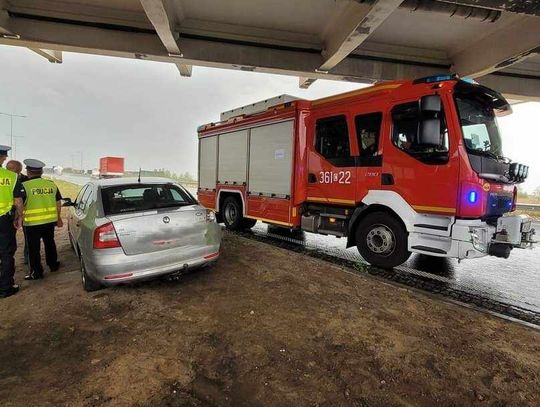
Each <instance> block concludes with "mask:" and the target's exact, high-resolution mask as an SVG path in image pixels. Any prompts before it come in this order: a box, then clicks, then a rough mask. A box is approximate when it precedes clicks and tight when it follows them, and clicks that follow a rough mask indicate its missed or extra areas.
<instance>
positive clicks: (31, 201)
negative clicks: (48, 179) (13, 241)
mask: <svg viewBox="0 0 540 407" xmlns="http://www.w3.org/2000/svg"><path fill="white" fill-rule="evenodd" d="M23 186H24V190H25V192H26V201H25V202H24V216H23V225H24V226H37V225H44V224H45V223H52V222H56V221H57V220H58V212H57V210H56V192H57V191H58V187H57V186H56V185H55V183H54V182H52V181H50V180H48V179H43V178H33V179H31V180H28V181H25V182H23Z"/></svg>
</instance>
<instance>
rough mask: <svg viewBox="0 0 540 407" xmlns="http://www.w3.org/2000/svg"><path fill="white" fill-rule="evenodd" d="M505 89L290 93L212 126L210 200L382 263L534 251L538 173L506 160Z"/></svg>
mask: <svg viewBox="0 0 540 407" xmlns="http://www.w3.org/2000/svg"><path fill="white" fill-rule="evenodd" d="M508 113H511V107H510V105H509V104H508V102H507V101H506V100H505V99H504V97H503V96H502V95H500V94H499V93H497V92H495V91H493V90H491V89H488V88H486V87H484V86H481V85H478V84H475V83H471V82H468V81H463V80H459V79H458V78H457V77H455V76H453V75H441V76H436V77H428V78H422V79H418V80H415V81H397V82H384V83H380V84H377V85H375V86H371V87H368V88H364V89H360V90H356V91H352V92H348V93H344V94H341V95H336V96H331V97H327V98H323V99H319V100H314V101H308V100H302V99H297V98H294V97H291V96H288V95H283V96H279V97H277V98H273V99H269V100H265V101H262V102H259V103H254V104H252V105H248V106H244V107H241V108H238V109H233V110H231V111H228V112H224V113H222V115H221V121H219V122H217V123H210V124H206V125H203V126H200V127H199V129H198V133H199V188H198V197H199V200H200V202H201V204H203V205H204V206H206V207H207V208H212V209H214V210H215V211H216V212H217V213H218V215H219V217H220V219H222V220H223V222H224V223H225V225H226V227H227V228H229V229H241V228H249V227H252V226H253V225H254V224H255V222H256V221H257V220H260V221H263V222H266V223H269V224H273V225H277V226H282V227H286V228H290V229H301V230H304V231H307V232H312V233H320V234H325V235H334V236H337V237H343V238H346V239H347V244H348V247H350V246H353V245H355V246H357V248H358V250H359V252H360V254H361V255H362V257H363V258H364V259H365V260H367V261H368V262H369V263H371V264H373V265H376V266H379V267H387V268H388V267H394V266H397V265H399V264H401V263H403V262H405V261H406V260H407V258H408V257H409V256H410V254H411V252H415V253H422V254H426V255H432V256H443V257H453V258H457V259H468V258H476V257H481V256H486V255H494V256H498V257H504V258H507V257H508V256H509V254H510V251H511V250H512V248H530V247H532V246H533V244H534V243H535V242H534V241H533V235H534V229H533V228H532V223H531V220H530V219H529V218H528V217H526V216H518V215H511V214H510V213H511V212H512V211H513V210H514V209H515V203H516V195H517V188H516V184H518V183H520V182H523V181H524V180H525V178H526V177H527V174H528V167H527V166H525V165H522V164H518V163H514V162H512V161H511V160H509V159H508V158H505V157H504V156H503V152H502V144H501V137H500V134H499V130H498V127H497V121H496V116H498V115H503V114H508Z"/></svg>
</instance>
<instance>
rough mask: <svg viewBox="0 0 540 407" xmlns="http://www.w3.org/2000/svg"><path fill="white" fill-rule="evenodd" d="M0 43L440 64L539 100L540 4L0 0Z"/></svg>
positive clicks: (184, 69)
mask: <svg viewBox="0 0 540 407" xmlns="http://www.w3.org/2000/svg"><path fill="white" fill-rule="evenodd" d="M0 43H1V44H8V45H14V46H22V47H27V48H29V49H30V50H32V51H34V52H36V53H38V54H39V55H42V56H43V57H44V58H46V59H47V60H48V61H50V62H53V63H61V62H62V51H70V52H81V53H90V54H99V55H109V56H118V57H126V58H136V59H143V60H152V61H162V62H168V63H173V64H175V65H176V66H177V67H178V70H179V73H180V75H182V76H185V77H189V76H191V75H192V73H193V74H196V70H195V71H194V72H193V70H192V67H193V66H207V67H217V68H226V69H239V70H245V71H256V72H268V73H278V74H285V75H293V76H297V77H299V85H300V86H301V87H304V88H305V87H308V86H309V85H310V84H312V83H313V82H314V81H316V80H317V79H335V80H345V81H353V82H363V83H372V82H377V81H384V80H394V79H413V78H418V77H422V76H427V75H433V74H438V73H444V72H454V73H457V74H459V75H460V76H468V77H472V78H475V79H476V80H477V81H478V82H480V83H482V84H485V85H487V86H489V87H492V88H495V89H497V90H499V91H501V92H503V93H504V94H505V95H506V96H507V97H509V98H510V99H513V100H540V5H538V4H537V2H511V1H504V0H500V1H498V0H492V1H487V0H486V1H484V0H456V1H450V0H448V1H428V0H405V1H402V0H371V1H370V0H295V1H289V0H274V1H271V2H269V1H263V0H250V1H241V0H229V1H217V0H87V1H83V0H79V1H73V0H71V1H67V0H63V1H56V0H47V1H45V0H34V1H30V0H10V1H5V0H4V1H3V0H0Z"/></svg>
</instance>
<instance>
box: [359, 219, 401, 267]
mask: <svg viewBox="0 0 540 407" xmlns="http://www.w3.org/2000/svg"><path fill="white" fill-rule="evenodd" d="M407 237H408V236H407V230H406V229H405V227H404V226H403V224H402V223H401V222H400V221H399V220H397V219H396V218H395V217H394V216H392V215H390V214H388V213H386V212H373V213H371V214H368V215H367V216H366V217H365V218H363V219H362V220H360V222H359V224H358V227H357V229H356V246H357V248H358V251H359V252H360V255H361V256H362V257H363V258H364V259H365V260H366V261H367V262H368V263H370V264H372V265H373V266H377V267H381V268H392V267H396V266H399V265H400V264H403V263H405V261H406V260H407V259H408V258H409V256H410V255H411V252H409V251H408V248H407Z"/></svg>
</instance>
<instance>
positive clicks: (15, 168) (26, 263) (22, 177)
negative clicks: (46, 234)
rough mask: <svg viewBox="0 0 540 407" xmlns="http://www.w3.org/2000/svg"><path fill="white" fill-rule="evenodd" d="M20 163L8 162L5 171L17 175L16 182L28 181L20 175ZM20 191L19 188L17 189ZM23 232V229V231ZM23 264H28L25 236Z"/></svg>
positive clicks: (27, 250) (23, 174) (20, 166)
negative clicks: (5, 169) (16, 180)
mask: <svg viewBox="0 0 540 407" xmlns="http://www.w3.org/2000/svg"><path fill="white" fill-rule="evenodd" d="M22 169H23V166H22V163H21V162H20V161H16V160H9V161H8V162H7V164H6V170H10V171H13V172H14V173H15V174H17V180H18V182H24V181H28V177H27V176H26V175H25V174H23V173H22ZM19 190H20V188H19ZM23 231H24V229H23ZM24 242H25V244H24V252H23V254H24V264H28V245H27V244H26V236H25V237H24Z"/></svg>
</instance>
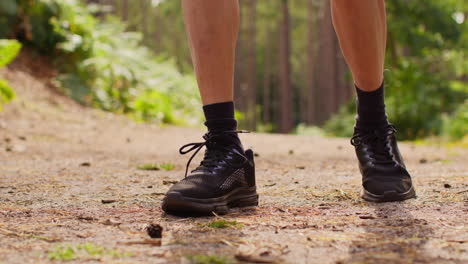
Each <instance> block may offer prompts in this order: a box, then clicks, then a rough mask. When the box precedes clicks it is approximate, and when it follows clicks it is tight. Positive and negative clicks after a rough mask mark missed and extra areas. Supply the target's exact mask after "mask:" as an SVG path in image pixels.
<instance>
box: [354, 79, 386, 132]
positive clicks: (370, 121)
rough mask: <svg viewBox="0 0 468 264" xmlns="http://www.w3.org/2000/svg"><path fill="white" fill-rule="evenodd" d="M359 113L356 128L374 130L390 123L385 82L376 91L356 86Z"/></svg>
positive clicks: (375, 90)
mask: <svg viewBox="0 0 468 264" xmlns="http://www.w3.org/2000/svg"><path fill="white" fill-rule="evenodd" d="M356 93H357V113H358V116H357V118H356V128H357V129H363V130H372V129H376V128H379V127H382V126H386V125H388V120H387V114H386V112H385V95H384V84H383V83H382V85H381V86H380V87H379V88H378V89H377V90H375V91H371V92H366V91H363V90H361V89H359V87H357V86H356Z"/></svg>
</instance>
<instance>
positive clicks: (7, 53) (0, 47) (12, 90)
mask: <svg viewBox="0 0 468 264" xmlns="http://www.w3.org/2000/svg"><path fill="white" fill-rule="evenodd" d="M20 50H21V44H20V43H19V42H18V41H16V40H7V39H0V68H1V67H4V66H6V65H7V64H8V63H10V62H11V61H12V60H13V59H14V58H15V57H16V56H17V55H18V53H19V51H20ZM13 98H15V92H14V91H13V89H12V88H11V87H10V86H9V85H8V82H7V81H6V80H3V79H2V78H0V110H2V104H5V103H8V102H9V101H10V100H12V99H13Z"/></svg>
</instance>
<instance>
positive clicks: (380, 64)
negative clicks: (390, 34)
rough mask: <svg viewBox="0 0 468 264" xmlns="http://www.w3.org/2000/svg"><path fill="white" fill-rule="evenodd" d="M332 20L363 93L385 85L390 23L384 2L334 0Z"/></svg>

* * * * *

## What the task asks:
Recast everything from the line containing "negative clicks: (5, 169) (16, 180)" down to the end of the entries as a Markdown table with the columns "Row" and "Line text," giving each line its own row and skipping blank lines. Leave out the pictures.

## Answer space:
| Row | Line text |
|---|---|
| 1 | negative clicks: (5, 169) (16, 180) |
| 2 | mask: <svg viewBox="0 0 540 407" xmlns="http://www.w3.org/2000/svg"><path fill="white" fill-rule="evenodd" d="M22 169H23V166H22V163H21V162H20V161H16V160H9V161H8V162H7V164H6V170H10V171H13V172H14V173H15V174H17V180H18V182H24V181H28V177H27V176H26V175H25V174H23V173H22ZM19 190H20V188H19ZM23 231H24V229H23ZM24 242H25V244H24V252H23V254H24V264H28V245H27V244H26V236H25V237H24Z"/></svg> |
| 3 | </instance> |
| 4 | Each <instance> block may offer prompts in this order: a box, then clicks, then a rough mask. When the box precedes clicks it is approximate, and when it follows clicks it is tight. Positive and negative clicks after a rough mask mark missed and extra areas. Supply the target's exact mask after "mask:" as an SVG path in image pixels. |
| 5 | <instance> |
| 6 | box: [354, 79, 386, 132] |
| 7 | positive clicks: (370, 121) |
| 8 | rough mask: <svg viewBox="0 0 468 264" xmlns="http://www.w3.org/2000/svg"><path fill="white" fill-rule="evenodd" d="M359 113L356 128L374 130L390 123L385 82L376 91L356 86Z"/></svg> |
| 9 | positive clicks: (375, 90) |
| 10 | mask: <svg viewBox="0 0 468 264" xmlns="http://www.w3.org/2000/svg"><path fill="white" fill-rule="evenodd" d="M356 93H357V113H358V116H357V118H356V128H357V129H363V130H372V129H376V128H379V127H382V126H386V125H388V120H387V114H386V112H385V95H384V84H383V83H382V85H381V86H380V87H379V88H378V89H377V90H375V91H371V92H366V91H363V90H361V89H359V87H357V86H356Z"/></svg> |
| 11 | </instance> |
| 12 | <instance> |
| 13 | positive clicks: (7, 53) (0, 47) (12, 90) |
| 14 | mask: <svg viewBox="0 0 468 264" xmlns="http://www.w3.org/2000/svg"><path fill="white" fill-rule="evenodd" d="M20 50H21V44H20V43H19V42H18V41H16V40H7V39H0V68H1V67H4V66H6V65H7V64H8V63H10V62H11V61H12V60H13V59H14V58H15V57H16V56H17V55H18V53H19V51H20ZM13 98H15V92H14V91H13V89H12V88H11V87H10V86H9V85H8V82H7V81H6V80H3V79H2V78H0V110H2V104H5V103H8V102H9V101H10V100H12V99H13Z"/></svg> |
| 15 | </instance> |
| 16 | <instance> |
| 17 | positive clicks: (380, 64) |
| 18 | negative clicks: (390, 34) |
| 19 | rough mask: <svg viewBox="0 0 468 264" xmlns="http://www.w3.org/2000/svg"><path fill="white" fill-rule="evenodd" d="M332 20L363 93L385 85L390 23L384 2L334 0Z"/></svg> |